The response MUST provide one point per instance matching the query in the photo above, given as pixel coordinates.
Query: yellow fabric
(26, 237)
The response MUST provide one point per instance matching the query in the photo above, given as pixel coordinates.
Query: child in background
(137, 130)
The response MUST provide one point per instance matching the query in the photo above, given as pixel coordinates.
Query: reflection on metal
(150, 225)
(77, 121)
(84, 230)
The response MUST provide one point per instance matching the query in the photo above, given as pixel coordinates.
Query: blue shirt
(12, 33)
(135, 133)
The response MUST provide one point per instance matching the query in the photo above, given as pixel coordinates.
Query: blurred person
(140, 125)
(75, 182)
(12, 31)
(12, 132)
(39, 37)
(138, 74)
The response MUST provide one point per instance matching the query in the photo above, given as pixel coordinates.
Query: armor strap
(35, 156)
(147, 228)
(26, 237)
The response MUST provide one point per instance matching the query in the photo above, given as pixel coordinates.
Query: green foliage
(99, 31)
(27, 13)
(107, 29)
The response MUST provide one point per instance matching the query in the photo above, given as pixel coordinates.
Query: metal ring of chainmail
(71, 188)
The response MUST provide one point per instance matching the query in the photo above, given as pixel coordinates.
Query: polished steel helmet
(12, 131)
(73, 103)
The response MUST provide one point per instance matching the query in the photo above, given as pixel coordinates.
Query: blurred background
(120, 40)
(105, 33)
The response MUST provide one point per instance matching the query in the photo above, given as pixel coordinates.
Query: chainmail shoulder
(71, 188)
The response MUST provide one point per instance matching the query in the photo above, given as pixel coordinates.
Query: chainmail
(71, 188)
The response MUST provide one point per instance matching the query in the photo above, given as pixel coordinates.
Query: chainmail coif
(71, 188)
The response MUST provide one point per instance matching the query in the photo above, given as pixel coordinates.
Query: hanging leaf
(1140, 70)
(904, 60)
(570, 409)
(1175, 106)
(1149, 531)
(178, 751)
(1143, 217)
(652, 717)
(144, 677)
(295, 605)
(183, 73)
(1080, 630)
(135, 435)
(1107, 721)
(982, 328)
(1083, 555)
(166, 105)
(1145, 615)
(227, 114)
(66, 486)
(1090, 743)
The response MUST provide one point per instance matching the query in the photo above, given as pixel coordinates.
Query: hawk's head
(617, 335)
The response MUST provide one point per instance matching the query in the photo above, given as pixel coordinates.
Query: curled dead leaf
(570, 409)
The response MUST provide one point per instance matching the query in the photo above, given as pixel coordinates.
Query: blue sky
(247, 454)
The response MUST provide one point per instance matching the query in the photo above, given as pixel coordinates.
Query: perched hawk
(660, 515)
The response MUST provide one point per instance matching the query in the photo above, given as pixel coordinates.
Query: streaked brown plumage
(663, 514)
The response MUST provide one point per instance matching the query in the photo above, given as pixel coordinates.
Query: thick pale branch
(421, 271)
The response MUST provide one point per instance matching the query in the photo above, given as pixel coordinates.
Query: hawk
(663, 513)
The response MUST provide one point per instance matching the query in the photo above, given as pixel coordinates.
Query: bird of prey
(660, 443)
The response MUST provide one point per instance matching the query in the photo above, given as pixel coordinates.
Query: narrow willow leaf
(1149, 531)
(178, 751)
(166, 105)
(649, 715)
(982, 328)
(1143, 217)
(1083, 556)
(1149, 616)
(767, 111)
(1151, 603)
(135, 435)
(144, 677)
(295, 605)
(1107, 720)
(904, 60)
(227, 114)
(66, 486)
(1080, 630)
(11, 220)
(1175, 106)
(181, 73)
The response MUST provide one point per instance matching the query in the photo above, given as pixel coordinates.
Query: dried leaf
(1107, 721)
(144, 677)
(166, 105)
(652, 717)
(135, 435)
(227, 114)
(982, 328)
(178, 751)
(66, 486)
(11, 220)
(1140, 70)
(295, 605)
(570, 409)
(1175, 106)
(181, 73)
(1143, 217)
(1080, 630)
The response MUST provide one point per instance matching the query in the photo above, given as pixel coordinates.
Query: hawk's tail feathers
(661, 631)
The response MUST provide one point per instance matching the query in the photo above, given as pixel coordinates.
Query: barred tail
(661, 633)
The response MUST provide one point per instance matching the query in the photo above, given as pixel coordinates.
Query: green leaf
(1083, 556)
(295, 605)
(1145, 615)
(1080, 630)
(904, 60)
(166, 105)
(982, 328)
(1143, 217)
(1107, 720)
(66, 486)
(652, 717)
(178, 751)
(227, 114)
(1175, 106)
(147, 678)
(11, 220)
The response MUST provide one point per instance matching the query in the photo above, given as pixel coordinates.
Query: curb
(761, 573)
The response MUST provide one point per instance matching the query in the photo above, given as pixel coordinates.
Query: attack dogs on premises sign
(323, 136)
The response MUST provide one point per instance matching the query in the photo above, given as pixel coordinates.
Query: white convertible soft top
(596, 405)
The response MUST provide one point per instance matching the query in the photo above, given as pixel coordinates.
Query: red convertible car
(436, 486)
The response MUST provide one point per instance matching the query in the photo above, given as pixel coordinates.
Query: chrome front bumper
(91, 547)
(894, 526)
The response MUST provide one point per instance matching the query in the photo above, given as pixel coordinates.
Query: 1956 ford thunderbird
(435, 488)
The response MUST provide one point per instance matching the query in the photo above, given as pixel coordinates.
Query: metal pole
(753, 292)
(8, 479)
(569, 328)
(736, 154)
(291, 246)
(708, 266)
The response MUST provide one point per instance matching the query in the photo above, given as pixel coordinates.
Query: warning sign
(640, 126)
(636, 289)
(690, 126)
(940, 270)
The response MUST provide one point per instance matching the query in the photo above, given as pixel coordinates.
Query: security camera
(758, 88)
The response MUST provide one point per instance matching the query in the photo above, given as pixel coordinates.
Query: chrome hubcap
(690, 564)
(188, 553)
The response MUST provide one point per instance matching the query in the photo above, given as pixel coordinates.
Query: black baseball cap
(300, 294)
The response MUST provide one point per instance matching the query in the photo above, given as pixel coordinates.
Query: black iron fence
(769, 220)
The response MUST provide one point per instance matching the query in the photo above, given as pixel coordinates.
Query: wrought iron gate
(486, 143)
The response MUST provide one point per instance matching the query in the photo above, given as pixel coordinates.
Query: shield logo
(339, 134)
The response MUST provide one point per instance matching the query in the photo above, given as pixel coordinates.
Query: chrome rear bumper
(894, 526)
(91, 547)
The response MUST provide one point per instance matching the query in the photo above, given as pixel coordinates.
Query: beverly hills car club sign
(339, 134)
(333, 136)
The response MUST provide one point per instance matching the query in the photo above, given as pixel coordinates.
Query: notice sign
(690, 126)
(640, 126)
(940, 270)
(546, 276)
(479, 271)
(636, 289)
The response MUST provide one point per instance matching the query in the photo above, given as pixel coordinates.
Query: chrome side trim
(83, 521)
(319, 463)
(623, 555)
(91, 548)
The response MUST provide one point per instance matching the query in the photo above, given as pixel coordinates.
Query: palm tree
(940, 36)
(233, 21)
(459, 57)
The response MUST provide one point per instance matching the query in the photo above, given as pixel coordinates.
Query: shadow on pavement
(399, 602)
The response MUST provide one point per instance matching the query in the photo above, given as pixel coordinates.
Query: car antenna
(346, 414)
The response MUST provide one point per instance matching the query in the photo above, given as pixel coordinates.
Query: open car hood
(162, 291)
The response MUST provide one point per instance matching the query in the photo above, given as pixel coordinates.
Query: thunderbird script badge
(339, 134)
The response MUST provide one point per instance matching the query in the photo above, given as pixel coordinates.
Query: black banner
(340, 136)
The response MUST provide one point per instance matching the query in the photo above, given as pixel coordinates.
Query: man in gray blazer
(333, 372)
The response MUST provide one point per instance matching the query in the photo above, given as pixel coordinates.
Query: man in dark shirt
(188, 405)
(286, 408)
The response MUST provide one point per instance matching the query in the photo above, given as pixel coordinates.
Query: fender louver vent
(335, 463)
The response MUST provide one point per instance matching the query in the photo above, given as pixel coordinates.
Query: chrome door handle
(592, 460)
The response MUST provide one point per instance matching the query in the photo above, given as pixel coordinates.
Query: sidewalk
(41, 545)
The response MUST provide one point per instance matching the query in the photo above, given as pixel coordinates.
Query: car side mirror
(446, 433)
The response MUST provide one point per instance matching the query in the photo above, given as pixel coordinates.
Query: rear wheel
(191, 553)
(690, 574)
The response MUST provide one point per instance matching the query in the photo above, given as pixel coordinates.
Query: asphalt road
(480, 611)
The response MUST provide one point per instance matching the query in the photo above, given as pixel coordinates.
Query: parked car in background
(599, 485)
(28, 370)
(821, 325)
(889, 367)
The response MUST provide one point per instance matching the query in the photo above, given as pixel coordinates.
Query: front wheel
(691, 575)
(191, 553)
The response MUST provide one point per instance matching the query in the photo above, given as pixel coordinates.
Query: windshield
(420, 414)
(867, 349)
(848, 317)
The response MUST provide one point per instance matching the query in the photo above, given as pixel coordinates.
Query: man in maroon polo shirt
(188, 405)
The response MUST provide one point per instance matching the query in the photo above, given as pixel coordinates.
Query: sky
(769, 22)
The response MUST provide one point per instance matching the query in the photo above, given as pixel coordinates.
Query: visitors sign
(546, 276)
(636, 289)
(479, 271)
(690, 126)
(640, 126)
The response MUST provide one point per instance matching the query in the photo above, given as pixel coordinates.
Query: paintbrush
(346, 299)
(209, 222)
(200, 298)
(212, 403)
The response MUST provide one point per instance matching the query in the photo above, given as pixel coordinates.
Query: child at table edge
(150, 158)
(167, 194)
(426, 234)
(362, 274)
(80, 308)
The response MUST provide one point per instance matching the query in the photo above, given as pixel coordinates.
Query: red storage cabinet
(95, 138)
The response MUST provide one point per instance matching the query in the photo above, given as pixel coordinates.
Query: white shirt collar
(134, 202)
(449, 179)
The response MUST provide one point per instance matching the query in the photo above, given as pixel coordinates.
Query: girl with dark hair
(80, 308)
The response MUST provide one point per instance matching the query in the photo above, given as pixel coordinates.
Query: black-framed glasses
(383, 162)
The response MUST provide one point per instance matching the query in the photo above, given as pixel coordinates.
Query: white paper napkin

━━━━━━━━━━━━━━━━━━━━

上のデータのうち、「convertible」という語を含む行の数を答えること。数字だけを書く。

2